[Start of PROVIDED DATA]

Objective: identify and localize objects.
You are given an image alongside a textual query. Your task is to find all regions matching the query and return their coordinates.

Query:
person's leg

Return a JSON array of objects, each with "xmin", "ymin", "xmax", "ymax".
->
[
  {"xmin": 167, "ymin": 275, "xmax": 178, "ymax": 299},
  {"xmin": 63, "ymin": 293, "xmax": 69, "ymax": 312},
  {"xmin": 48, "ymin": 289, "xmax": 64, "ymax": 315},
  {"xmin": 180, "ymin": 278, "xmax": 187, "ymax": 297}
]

[End of PROVIDED DATA]

## WHAT TO WORK ON:
Please write out the material above word for word, reproducing every line.

## RESULT BELOW:
Objective: identify and localize objects.
You are given an image alongside a textual query. Your task is to find all regions matching the query and return their coordinates.

Query:
person's leg

Return a JSON array of objects, each with "xmin", "ymin", "xmax", "ymax".
->
[
  {"xmin": 167, "ymin": 275, "xmax": 178, "ymax": 299},
  {"xmin": 63, "ymin": 293, "xmax": 69, "ymax": 312},
  {"xmin": 48, "ymin": 289, "xmax": 64, "ymax": 315},
  {"xmin": 180, "ymin": 278, "xmax": 187, "ymax": 297}
]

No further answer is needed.